=== Listed records ===
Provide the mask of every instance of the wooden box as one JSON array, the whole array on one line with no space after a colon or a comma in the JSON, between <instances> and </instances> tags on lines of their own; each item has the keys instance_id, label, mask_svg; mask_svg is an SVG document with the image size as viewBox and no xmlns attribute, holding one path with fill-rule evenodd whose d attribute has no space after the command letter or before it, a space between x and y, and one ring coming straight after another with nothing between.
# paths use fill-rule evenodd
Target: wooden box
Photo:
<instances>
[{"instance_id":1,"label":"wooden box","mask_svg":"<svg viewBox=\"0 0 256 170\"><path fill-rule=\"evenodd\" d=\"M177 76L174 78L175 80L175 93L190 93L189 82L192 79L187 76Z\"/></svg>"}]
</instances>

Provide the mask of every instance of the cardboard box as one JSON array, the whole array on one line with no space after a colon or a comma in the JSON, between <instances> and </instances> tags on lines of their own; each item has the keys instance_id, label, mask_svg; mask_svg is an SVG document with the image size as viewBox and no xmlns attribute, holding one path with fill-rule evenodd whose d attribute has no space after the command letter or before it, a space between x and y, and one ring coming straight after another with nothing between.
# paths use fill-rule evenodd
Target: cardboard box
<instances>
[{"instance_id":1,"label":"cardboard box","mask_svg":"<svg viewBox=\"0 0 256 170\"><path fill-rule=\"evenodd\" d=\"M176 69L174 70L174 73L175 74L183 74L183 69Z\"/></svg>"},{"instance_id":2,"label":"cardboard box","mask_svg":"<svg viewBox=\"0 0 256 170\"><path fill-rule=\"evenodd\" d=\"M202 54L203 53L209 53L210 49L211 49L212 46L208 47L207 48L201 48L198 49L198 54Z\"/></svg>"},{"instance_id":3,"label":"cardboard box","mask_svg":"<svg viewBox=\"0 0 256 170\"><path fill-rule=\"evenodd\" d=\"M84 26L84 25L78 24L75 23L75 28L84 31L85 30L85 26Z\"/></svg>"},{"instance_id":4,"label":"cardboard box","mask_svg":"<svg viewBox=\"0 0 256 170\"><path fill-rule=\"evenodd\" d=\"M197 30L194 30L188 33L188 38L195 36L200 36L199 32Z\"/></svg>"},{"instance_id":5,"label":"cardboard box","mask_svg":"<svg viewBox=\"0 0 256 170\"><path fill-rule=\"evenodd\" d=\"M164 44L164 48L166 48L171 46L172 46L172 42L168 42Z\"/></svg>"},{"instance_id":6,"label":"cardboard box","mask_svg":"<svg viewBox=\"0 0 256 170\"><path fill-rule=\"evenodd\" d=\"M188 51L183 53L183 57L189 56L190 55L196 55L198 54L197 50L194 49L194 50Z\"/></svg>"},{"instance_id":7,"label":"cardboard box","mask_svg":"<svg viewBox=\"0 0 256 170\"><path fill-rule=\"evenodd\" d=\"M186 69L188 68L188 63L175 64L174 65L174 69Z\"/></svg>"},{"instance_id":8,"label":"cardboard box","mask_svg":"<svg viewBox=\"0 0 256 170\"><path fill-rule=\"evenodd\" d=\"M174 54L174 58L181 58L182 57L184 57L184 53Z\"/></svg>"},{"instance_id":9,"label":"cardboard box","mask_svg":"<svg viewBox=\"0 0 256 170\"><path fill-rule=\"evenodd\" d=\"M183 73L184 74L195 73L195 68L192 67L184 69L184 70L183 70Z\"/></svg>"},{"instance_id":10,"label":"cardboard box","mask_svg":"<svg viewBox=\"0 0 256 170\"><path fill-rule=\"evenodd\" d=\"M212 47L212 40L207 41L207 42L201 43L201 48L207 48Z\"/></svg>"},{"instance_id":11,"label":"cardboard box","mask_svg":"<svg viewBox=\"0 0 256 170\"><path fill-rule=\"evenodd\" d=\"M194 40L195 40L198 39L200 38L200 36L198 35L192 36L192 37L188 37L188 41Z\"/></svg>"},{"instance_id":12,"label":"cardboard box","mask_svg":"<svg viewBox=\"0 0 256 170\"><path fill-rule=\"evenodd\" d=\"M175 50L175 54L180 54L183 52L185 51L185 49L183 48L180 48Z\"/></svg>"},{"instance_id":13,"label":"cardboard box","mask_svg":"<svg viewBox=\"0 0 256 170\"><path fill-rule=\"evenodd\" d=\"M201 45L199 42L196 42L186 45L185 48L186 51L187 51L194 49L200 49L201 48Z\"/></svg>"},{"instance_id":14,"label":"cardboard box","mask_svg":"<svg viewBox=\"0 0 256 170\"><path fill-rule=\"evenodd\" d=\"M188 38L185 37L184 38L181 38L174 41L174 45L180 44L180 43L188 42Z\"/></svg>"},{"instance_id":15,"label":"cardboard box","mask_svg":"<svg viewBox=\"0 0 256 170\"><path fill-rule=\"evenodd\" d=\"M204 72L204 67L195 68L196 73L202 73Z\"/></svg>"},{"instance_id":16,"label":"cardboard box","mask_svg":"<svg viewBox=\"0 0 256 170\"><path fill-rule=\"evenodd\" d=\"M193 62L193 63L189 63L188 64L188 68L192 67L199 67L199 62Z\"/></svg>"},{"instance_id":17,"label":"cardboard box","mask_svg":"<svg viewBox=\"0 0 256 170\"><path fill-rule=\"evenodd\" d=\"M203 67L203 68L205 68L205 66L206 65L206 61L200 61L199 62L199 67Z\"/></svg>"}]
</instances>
===
> [Your goal]:
Extract all of the data above without altering anything.

> [Correct response]:
Provide the mask of every instance of the wooden box as one JSON array, the whole array on one line with no space after a colon or a comma in the JSON, between <instances> and </instances> tags on lines of their own; each item has the keys instance_id, label, mask_svg; mask_svg is an SVG document with the image size as viewBox and no xmlns attribute, holding one path with fill-rule evenodd whose d attribute has no space after the command letter or before it, a space between x and y, and one ring coming straight after another with nothing between.
# paths use fill-rule evenodd
Target: wooden box
Photo:
<instances>
[{"instance_id":1,"label":"wooden box","mask_svg":"<svg viewBox=\"0 0 256 170\"><path fill-rule=\"evenodd\" d=\"M177 76L174 78L175 80L175 93L190 93L189 82L192 79L187 76Z\"/></svg>"}]
</instances>

Provide the mask of every instance of the cardboard box as one JSON array, the whole array on one line with no space after a colon or a comma in the JSON, between <instances> and </instances> tags on lines of their own; each item has the keys instance_id, label, mask_svg; mask_svg is an SVG document with the image size as viewBox and no xmlns attribute, holding one path with fill-rule evenodd whose d attribute has no space after the command letter or before it, a space between x and y, and one ring coming straight after another with nothing between.
# paths use fill-rule evenodd
Target: cardboard box
<instances>
[{"instance_id":1,"label":"cardboard box","mask_svg":"<svg viewBox=\"0 0 256 170\"><path fill-rule=\"evenodd\" d=\"M176 69L174 70L174 73L175 74L183 74L183 69Z\"/></svg>"},{"instance_id":2,"label":"cardboard box","mask_svg":"<svg viewBox=\"0 0 256 170\"><path fill-rule=\"evenodd\" d=\"M202 54L203 53L209 53L210 49L211 49L212 46L208 47L207 48L201 48L198 49L198 54Z\"/></svg>"},{"instance_id":3,"label":"cardboard box","mask_svg":"<svg viewBox=\"0 0 256 170\"><path fill-rule=\"evenodd\" d=\"M84 26L84 25L78 24L75 23L75 28L84 31L85 30L85 26Z\"/></svg>"},{"instance_id":4,"label":"cardboard box","mask_svg":"<svg viewBox=\"0 0 256 170\"><path fill-rule=\"evenodd\" d=\"M197 30L194 30L188 33L188 38L195 36L200 36L199 32Z\"/></svg>"},{"instance_id":5,"label":"cardboard box","mask_svg":"<svg viewBox=\"0 0 256 170\"><path fill-rule=\"evenodd\" d=\"M164 44L164 48L166 48L171 46L172 46L172 42L168 42Z\"/></svg>"},{"instance_id":6,"label":"cardboard box","mask_svg":"<svg viewBox=\"0 0 256 170\"><path fill-rule=\"evenodd\" d=\"M188 51L183 53L183 57L189 56L190 55L196 55L198 54L197 50L194 49L194 50Z\"/></svg>"},{"instance_id":7,"label":"cardboard box","mask_svg":"<svg viewBox=\"0 0 256 170\"><path fill-rule=\"evenodd\" d=\"M186 69L188 68L188 63L175 64L174 65L174 69Z\"/></svg>"},{"instance_id":8,"label":"cardboard box","mask_svg":"<svg viewBox=\"0 0 256 170\"><path fill-rule=\"evenodd\" d=\"M174 54L174 58L181 58L182 57L184 57L184 53Z\"/></svg>"},{"instance_id":9,"label":"cardboard box","mask_svg":"<svg viewBox=\"0 0 256 170\"><path fill-rule=\"evenodd\" d=\"M183 73L184 74L195 73L195 68L192 67L184 69L184 70L183 70Z\"/></svg>"},{"instance_id":10,"label":"cardboard box","mask_svg":"<svg viewBox=\"0 0 256 170\"><path fill-rule=\"evenodd\" d=\"M212 47L212 40L207 41L207 42L201 43L201 48L207 48Z\"/></svg>"},{"instance_id":11,"label":"cardboard box","mask_svg":"<svg viewBox=\"0 0 256 170\"><path fill-rule=\"evenodd\" d=\"M194 40L195 40L198 39L200 38L200 36L198 35L192 36L192 37L188 37L188 41Z\"/></svg>"},{"instance_id":12,"label":"cardboard box","mask_svg":"<svg viewBox=\"0 0 256 170\"><path fill-rule=\"evenodd\" d=\"M175 50L175 54L180 54L183 52L185 51L185 49L183 48L180 48Z\"/></svg>"},{"instance_id":13,"label":"cardboard box","mask_svg":"<svg viewBox=\"0 0 256 170\"><path fill-rule=\"evenodd\" d=\"M201 45L199 42L196 42L186 45L185 48L186 51L187 51L194 49L200 49L201 48Z\"/></svg>"},{"instance_id":14,"label":"cardboard box","mask_svg":"<svg viewBox=\"0 0 256 170\"><path fill-rule=\"evenodd\" d=\"M188 38L185 37L184 38L181 38L174 41L174 45L180 44L180 43L188 42Z\"/></svg>"},{"instance_id":15,"label":"cardboard box","mask_svg":"<svg viewBox=\"0 0 256 170\"><path fill-rule=\"evenodd\" d=\"M204 72L204 67L195 68L196 73L202 73Z\"/></svg>"},{"instance_id":16,"label":"cardboard box","mask_svg":"<svg viewBox=\"0 0 256 170\"><path fill-rule=\"evenodd\" d=\"M193 62L193 63L189 63L188 64L188 68L192 67L199 67L199 62Z\"/></svg>"},{"instance_id":17,"label":"cardboard box","mask_svg":"<svg viewBox=\"0 0 256 170\"><path fill-rule=\"evenodd\" d=\"M203 67L203 68L205 68L205 66L206 65L206 61L200 61L199 62L199 67Z\"/></svg>"}]
</instances>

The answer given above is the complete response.